**Task objective:**
Set down every entry below exactly as it stands.

**Records:**
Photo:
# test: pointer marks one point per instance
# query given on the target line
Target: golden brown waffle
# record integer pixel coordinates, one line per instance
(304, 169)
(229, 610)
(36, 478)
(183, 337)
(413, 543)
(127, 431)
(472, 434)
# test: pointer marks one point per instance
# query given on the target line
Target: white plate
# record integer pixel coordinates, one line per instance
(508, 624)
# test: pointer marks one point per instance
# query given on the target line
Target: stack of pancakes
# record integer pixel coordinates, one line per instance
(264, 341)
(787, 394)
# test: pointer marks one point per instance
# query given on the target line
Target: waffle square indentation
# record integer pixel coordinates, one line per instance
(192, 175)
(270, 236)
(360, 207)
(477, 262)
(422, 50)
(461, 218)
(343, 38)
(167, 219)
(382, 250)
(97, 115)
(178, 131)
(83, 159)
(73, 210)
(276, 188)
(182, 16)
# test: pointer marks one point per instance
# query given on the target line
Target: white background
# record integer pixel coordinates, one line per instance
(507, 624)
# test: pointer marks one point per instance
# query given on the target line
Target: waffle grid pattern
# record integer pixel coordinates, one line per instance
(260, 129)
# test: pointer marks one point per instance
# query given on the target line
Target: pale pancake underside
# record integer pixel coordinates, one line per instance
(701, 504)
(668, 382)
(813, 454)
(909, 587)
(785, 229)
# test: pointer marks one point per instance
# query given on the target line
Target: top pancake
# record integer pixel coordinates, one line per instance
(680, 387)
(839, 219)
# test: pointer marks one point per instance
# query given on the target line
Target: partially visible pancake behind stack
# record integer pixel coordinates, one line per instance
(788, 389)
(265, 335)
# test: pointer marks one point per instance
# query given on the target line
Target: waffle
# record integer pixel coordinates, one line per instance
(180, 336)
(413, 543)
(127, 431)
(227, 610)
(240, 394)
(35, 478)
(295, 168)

**Final answer:**
Photo:
# test: pointer marks one point per instance
# query given on the target line
Target: golden brown waffle
# record integer pixel coordinates, one line per instance
(304, 169)
(229, 610)
(36, 478)
(183, 337)
(413, 543)
(127, 431)
(472, 434)
# test: pointer marks one point per instance
# query given on the target line
Target: white plate
# record integer pixel coordinates, one line per instance
(508, 624)
# test: pointer marks one point per instance
# query given on the target line
Target: stack of pancakes
# record integer pixel coordinates, one line per instance
(264, 341)
(787, 394)
# test: pointer marks one point per instance
# query given on the target line
Target: waffle square indentation
# record integer pixel coordinates, one line per instance
(192, 175)
(270, 236)
(360, 207)
(477, 262)
(422, 50)
(461, 218)
(343, 38)
(167, 219)
(382, 250)
(97, 115)
(178, 131)
(83, 159)
(73, 210)
(276, 188)
(182, 16)
# test: pointer marks one point per instance
# query given on the target line
Target: white background
# record integer pixel coordinates, one line per instance
(507, 624)
# test: pointer marks one point per instance
# query given on the target line
Target: waffle grid pattern
# record integer pixel coordinates, one line per instance
(260, 129)
# test: pointer marks one point per instance
# query given on the target line
Target: pale pancake underside
# record integer pixel coordinates, one line per instance
(701, 504)
(668, 382)
(813, 454)
(909, 587)
(785, 229)
# test: pointer marks one point per instance
# query given on the target line
Target: top pancake
# record integer pixel coordinates, one line per instance
(680, 387)
(839, 219)
# test: pointer marks one point per instance
# query given on the target line
Target: partially visible pancake behind stack
# record integer pixel coordinates, one line per instance
(788, 389)
(265, 335)
# test: pointer marks one point per instance
# query given on the target line
Target: waffle
# record integer pixel coordinates, one line per instance
(180, 336)
(413, 543)
(127, 431)
(227, 610)
(240, 394)
(35, 478)
(295, 168)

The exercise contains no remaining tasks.